Actions to take -
A – In the gymnastics article, which body did Gymnastics Australia ask to examine the sport's culture and practices?
B – Retype the passage of the gymnastics article starting with "Chiller said the" and going on through "process within weeks.".

Gymnasts have used social media platforms to detail fat-shaming and other forms of physical and mental abuse during their careers.
The outpourings prompted Gymnastics Australia to ask the Australian Human Rights Commission to examine the sport's culture and practices.
"Over the last couple of weeks athletes have shared their personal experiences ... many of those experiences are, quite simply, not acceptable," Gymnastics Australia chief executive officer Kitty Chiller said on Thursday.
"They reinforce the need for more to be done to change the culture of gymnastics."
Chiller said the human rights commission would review all aspects of the sport.
"The commission's independence ensures the integrity of the review and the commitment made by everyone at Gymnastics Australia to genuinely listen and learn from our athletes and the gymnastics community," she said.
"It also provides confidence to those who have more to contribute or who have not yet spoken that their experiences will be heard by an independent team of professionals.
"The review will build an understanding of the culture of gymnastics in Australia and any barriers there may be in reporting behaviours that go against what we stand for - zero tolerance of any form of abuse."
The commission would detail the review process within weeks.
"The commission will facilitate a series of listening and focus groups, seek written submissions and conduct interviews to understand athlete, both past and present, experiences," Chiller said.
The review, due to be completed by March next year, was welcomed by the Australian Olympic Committee (AOC).
"Committing to an independent review of policies, practices and governance structures sends a strong signal to the gymnastics community and indeed the broader sporting community of their (Gymnastics Australia) commitment," AOC chief executive Matt Carroll said.

Collected material -
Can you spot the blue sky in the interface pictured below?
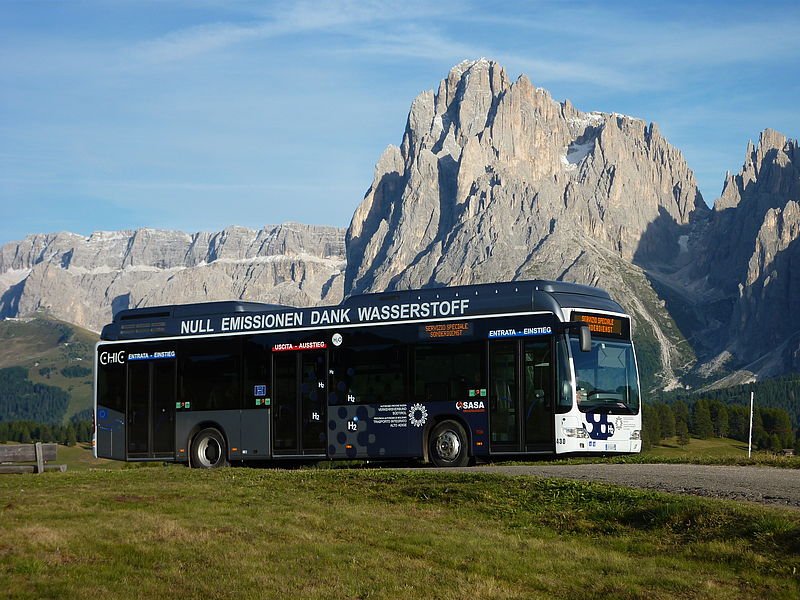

Outputs in order -
A – The Australian Human Rights Commission.

B –
Chiller said the human rights commission would review all aspects of the sport.
"The commission's independence ensures the integrity of the review and the commitment made by everyone at Gymnastics Australia to genuinely listen and learn from our athletes and the gymnastics community," she said.
"It also provides confidence to those who have more to contribute or who have not yet spoken that their experiences will be heard by an independent team of professionals.
"The review will build an understanding of the culture of gymnastics in Australia and any barriers there may be in reporting behaviours that go against what we stand for - zero tolerance of any form of abuse."
The commission would detail the review process within weeks.